- [READING PASSAGE]:

◇ ◇ ◇ ◇

So I thought I'd pop on here and see if anyone was willing to have a quick look and see if there were any points that look really bad. My code is broken down in to lots of subroutines (this might be a problem regarding performance?) with headers that hopefully explain what it's job is, and I've tried to keep all the related pieces together in aptly named files so it's easy to mooch about.
I've been working in a private git on my local server, but I've uploaded a snapshot of the current code to GitHub. The source code is MIT license, and if the project is finished, the full source will be released with the game.
https://github.com/pmprog/TigerMothC64
Also, for reference, the .spriteproject file can be opened in C64 Studio. Export to data, but change the "!byte" to ".byte"
C64 Studio 4.1
I currently use TASM as my compiler, though I was thinking of trying to move across to the ca65 assembler in the cc65 package. But that doesn't really have any baring on the life of this project.
Oh, and finally, before anyone says, yes, I've got my Sine/Cosine tables all messed up (Sine starts at the positive value, Cosine starts at zero and goes negative before positive), but I'm "okay" with that, I just count my angles anti-clockwise from the "3 o'clock" when dealing with bullets
Thanks in advance |
|
| |
oziphantom
Registered: Oct 2014 Posts: 490 |
Kind of hard or follow the code from those files ;) where is the main loop?
So its a bullet hell? Do you try and update every bullet each frame? if so making it updates the bullets over 4~5 frames would help. |
| |
Mixer
Registered: Apr 2008 Posts: 452 |
A faster plot routine seems to be possible with tables. See
http://csdb.dk/release/download.php?id=182655 for instance.
It may be possible to improve trajectory calculation as well. Look at fast line drawing routines.(Bresenham)
You should be able to have 256 plots in 2 to 3 frames easily. |
| |
pmprog Account closed
Registered: Nov 2005 Posts: 54 |
Quote: Kind of hard or follow the code from those files ;) where is the main loop?
So its a bullet hell? Do you try and update every bullet each frame? if so making it updates the bullets over 4~5 frames would help.
Ah, sorry. The main game loop enters here:
https://github.com/pmprog/TigerMothC64/blob/master/screen_game...
Quick ref:
screen_*.inc files are "segments", so eventually there'll be a "screen_gameover.inc" etc.
game_*.inc files are routines and data for the actual game
tools_*.inc files are where I keep general routines not specific to this game
This checks the health of the TM, then goes through the raster checks, then processes the "frame", followed by checking the player is alive.
Each game loop, it processes 8 bullets (this can be tweaked), and only once all 256 bullets have been processed does it do any player/TM movement.

◇ ◇ ◇ ◇

- [MATERIAL PROVIDED]:
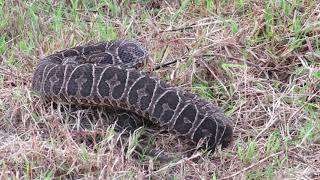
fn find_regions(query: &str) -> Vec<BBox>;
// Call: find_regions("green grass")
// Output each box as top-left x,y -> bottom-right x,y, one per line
0,0 -> 320,179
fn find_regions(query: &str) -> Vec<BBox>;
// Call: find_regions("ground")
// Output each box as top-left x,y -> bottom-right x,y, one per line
0,0 -> 320,179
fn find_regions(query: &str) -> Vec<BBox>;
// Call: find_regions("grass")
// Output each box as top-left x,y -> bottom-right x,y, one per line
0,0 -> 320,179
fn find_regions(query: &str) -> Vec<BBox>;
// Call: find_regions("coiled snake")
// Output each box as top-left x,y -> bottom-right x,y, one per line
32,40 -> 232,149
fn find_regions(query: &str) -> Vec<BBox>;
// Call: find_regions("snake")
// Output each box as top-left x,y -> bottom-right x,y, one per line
32,39 -> 233,149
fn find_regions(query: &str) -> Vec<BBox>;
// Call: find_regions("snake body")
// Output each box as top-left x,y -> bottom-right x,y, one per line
32,40 -> 232,149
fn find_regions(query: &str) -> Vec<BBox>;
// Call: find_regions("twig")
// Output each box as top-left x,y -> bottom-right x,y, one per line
221,151 -> 284,179
145,152 -> 203,177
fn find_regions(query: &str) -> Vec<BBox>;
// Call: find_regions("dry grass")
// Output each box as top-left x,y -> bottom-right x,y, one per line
0,0 -> 320,179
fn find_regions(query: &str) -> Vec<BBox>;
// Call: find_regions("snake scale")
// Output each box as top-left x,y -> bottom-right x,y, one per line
32,40 -> 232,149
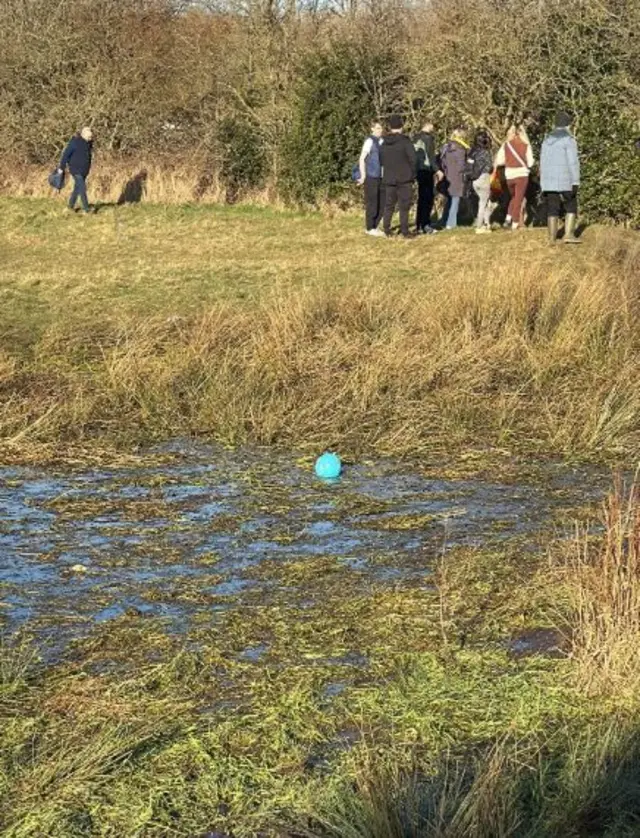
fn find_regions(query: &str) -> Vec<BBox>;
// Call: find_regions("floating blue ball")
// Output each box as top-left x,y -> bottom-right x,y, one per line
316,451 -> 342,480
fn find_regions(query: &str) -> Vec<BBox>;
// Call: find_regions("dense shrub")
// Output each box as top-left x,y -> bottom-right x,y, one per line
283,41 -> 402,202
0,0 -> 640,224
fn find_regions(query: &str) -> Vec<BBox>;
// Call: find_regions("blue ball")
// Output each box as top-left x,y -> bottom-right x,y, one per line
316,451 -> 342,480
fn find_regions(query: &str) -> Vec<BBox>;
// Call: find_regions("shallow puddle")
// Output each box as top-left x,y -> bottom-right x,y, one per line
0,443 -> 610,662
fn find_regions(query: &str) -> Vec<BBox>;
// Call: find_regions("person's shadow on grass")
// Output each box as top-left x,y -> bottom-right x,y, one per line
116,169 -> 148,207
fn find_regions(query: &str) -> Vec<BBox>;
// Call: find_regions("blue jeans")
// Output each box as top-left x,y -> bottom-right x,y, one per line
443,195 -> 460,230
69,175 -> 89,212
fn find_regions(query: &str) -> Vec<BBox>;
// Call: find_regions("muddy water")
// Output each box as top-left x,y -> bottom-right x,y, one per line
0,443 -> 610,654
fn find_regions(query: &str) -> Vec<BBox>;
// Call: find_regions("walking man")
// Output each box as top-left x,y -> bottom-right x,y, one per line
358,122 -> 384,236
540,111 -> 580,244
58,128 -> 93,212
413,122 -> 438,235
381,114 -> 416,239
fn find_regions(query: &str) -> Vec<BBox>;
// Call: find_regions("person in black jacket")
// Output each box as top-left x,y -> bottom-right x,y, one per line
413,121 -> 438,235
467,131 -> 493,233
380,114 -> 416,238
58,128 -> 93,212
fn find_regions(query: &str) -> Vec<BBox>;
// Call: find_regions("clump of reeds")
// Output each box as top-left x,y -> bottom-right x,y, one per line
566,477 -> 640,694
302,720 -> 640,838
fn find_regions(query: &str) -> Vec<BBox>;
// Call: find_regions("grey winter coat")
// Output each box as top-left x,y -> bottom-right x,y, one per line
540,128 -> 580,192
440,140 -> 467,198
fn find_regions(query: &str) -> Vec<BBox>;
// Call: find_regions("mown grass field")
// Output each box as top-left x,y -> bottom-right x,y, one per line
0,199 -> 640,838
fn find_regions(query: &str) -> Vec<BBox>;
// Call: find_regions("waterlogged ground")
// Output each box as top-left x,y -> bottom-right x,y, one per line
0,443 -> 610,663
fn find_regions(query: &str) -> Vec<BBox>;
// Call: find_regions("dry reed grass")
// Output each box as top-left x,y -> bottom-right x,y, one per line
565,477 -> 640,698
0,199 -> 640,466
0,159 -> 273,204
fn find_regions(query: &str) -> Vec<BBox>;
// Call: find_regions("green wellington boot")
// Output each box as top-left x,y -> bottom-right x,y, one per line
564,213 -> 580,244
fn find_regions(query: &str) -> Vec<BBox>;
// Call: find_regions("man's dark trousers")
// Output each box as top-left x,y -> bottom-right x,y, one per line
416,169 -> 434,230
364,177 -> 384,230
69,173 -> 89,212
384,183 -> 413,236
545,191 -> 578,218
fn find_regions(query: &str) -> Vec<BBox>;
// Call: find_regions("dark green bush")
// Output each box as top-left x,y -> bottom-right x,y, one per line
218,117 -> 267,200
282,42 -> 402,203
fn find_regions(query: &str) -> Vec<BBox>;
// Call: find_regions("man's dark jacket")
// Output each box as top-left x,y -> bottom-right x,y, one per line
60,134 -> 92,177
413,131 -> 438,172
380,134 -> 416,186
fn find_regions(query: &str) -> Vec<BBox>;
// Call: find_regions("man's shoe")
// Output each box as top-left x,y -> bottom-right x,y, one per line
564,213 -> 581,244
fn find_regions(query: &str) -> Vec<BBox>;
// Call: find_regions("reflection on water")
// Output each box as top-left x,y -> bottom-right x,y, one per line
0,443 -> 609,660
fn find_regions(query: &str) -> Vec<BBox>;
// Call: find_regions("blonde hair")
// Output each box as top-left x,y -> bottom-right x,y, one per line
507,122 -> 531,145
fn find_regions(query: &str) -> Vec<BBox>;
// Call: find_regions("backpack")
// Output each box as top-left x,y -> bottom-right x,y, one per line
413,138 -> 431,172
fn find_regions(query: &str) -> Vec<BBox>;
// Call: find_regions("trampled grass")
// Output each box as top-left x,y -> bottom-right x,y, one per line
0,199 -> 640,466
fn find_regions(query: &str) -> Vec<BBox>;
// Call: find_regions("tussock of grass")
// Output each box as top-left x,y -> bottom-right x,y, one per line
300,720 -> 640,838
0,199 -> 640,457
565,478 -> 640,696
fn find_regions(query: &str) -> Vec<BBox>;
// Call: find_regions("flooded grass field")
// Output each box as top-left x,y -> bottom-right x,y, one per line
0,441 -> 624,838
0,205 -> 640,838
0,443 -> 610,660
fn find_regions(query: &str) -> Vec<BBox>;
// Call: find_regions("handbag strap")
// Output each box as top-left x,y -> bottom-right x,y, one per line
507,142 -> 529,169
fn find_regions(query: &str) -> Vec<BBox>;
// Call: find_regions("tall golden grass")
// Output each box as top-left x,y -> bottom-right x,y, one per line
566,477 -> 640,697
0,204 -> 640,466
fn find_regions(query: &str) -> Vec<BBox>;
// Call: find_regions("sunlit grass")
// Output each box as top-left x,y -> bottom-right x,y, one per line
0,200 -> 640,466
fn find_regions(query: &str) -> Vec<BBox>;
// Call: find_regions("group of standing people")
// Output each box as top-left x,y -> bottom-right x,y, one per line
357,112 -> 580,244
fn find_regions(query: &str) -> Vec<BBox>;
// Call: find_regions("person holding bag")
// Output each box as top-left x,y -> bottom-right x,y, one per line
496,125 -> 533,230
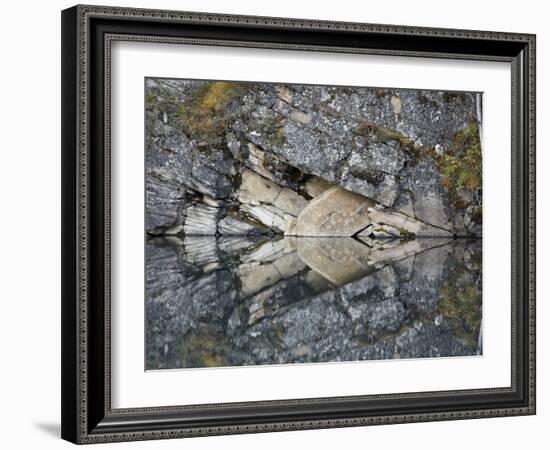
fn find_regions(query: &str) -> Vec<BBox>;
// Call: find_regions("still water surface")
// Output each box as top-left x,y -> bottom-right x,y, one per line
145,236 -> 482,370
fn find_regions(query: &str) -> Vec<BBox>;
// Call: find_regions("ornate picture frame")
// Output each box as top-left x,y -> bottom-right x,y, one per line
62,5 -> 535,444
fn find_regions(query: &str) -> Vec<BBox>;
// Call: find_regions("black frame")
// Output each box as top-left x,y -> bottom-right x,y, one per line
62,6 -> 535,444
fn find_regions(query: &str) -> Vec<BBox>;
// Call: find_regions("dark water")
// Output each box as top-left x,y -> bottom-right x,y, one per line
146,236 -> 482,370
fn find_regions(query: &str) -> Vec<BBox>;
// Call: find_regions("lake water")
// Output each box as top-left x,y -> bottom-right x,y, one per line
145,236 -> 482,370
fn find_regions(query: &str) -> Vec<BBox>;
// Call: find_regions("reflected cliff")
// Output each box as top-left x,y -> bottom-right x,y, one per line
146,236 -> 482,370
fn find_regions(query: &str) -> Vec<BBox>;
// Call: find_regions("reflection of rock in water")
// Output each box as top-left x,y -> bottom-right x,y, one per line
146,236 -> 481,369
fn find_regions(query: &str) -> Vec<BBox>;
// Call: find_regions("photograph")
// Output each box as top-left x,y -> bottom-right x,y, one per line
144,77 -> 483,370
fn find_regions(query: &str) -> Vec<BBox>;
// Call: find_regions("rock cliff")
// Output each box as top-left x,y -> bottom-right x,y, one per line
146,79 -> 482,239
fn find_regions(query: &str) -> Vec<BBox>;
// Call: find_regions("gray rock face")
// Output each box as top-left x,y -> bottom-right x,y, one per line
146,79 -> 482,237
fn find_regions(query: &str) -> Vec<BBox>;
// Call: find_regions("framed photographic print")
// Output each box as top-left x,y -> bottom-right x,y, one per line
62,6 -> 535,443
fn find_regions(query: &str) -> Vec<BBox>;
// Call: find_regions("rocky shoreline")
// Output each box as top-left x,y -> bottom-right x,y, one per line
146,236 -> 482,370
146,79 -> 482,239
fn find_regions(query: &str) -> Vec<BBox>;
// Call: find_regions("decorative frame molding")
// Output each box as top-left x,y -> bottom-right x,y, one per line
62,6 -> 536,443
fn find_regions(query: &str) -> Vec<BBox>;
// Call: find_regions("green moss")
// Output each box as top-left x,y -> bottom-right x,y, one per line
178,81 -> 247,145
436,120 -> 481,211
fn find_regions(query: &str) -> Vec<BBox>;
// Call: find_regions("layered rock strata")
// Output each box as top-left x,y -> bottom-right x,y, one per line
146,79 -> 482,239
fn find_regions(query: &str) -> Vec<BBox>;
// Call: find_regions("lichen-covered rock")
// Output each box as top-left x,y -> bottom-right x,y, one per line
295,186 -> 374,237
146,236 -> 481,369
146,79 -> 482,237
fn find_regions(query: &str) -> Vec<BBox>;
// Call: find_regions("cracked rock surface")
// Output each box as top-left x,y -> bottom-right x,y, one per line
146,78 -> 482,237
145,78 -> 482,369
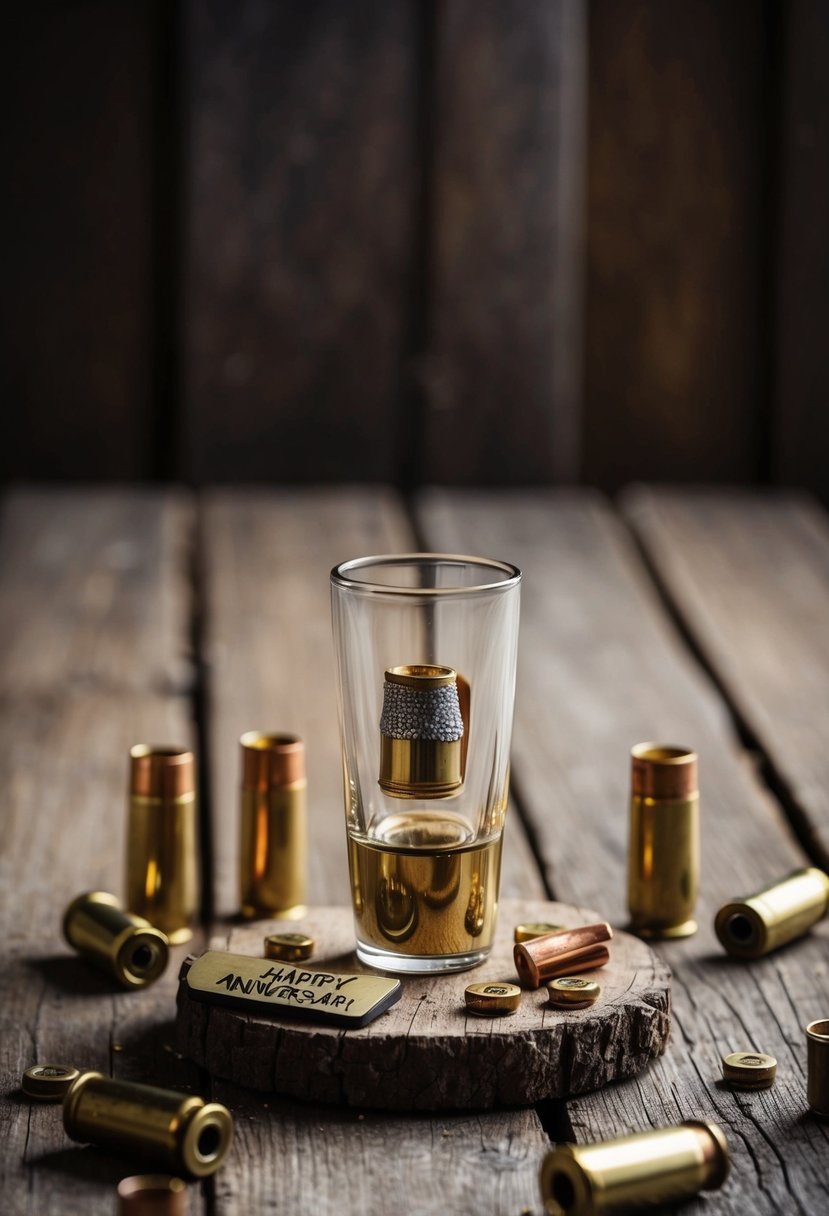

◇ ◇ ◇ ◇

- [SET PROBLEM A]:
In the C64 game forum thread, which assembler does the original poster currently use to build the code?
- [SET PROBLEM B]:
Extend the C64 game forum thread by writing what comes next after its last post.
The data has nothing to do with the C64 game forum thread.

- [RESPONSE A]:
TASM.

- [RESPONSE B]:
I did it like this so that everything moved together, as on my first write of the game, when bullets moved in seperate frames, it looked a bit odd - especially when you shot a semi-circle all on the same frame, then some bullets moved, and some didn't. But it's something I can try again and see.
Cheers |
| |
pmprog Account closed
Registered: Nov 2005 Posts: 54 |
Quote: A faster plot routine seems to be possible with tables. See
http://csdb.dk/release/download.php?id=182655 for instance.
It may be possible to improve trajectory calculation as well. Look at fast line drawing routines.(Bresenham)
You should be able to have 256 plots in 2 to 3 frames easily.
I did look at this document, and it looked like a lot of repeating data in the tables.
http://codebase64.org/doku.php?id=base:dots_and_plots
I do use tables, but combined with some calculation so I don't have to have such large tables with repeating data.
I will look at using a larger table to reduce some more of the calculations though
Cheers |
| |
ChristopherJam
Registered: Aug 2004 Posts: 1409 |
It's pretty ambitious; the Amstrad version looks like it's only doing around 80 enemy bullets (5 waves of 16), and they've got a 4MHz Z80 to play with. (I know, z80 takes more cycles per instruction than 6502, but it's not 4x as many, and their 16 bit registers would probably be handy for plots, too)
256+ plots per frame is doable under demo conditions, but that's without also handling collisions, sprites, other game logic etc.
But yes, those JSRs to sine and cosine in your update routines need to go; inline all that.
Maybe write out a routine that does everything that a bullet needs to do each frame (update position, plot, collision check), inline all the function calls, optimise what you can, then do a cycle count.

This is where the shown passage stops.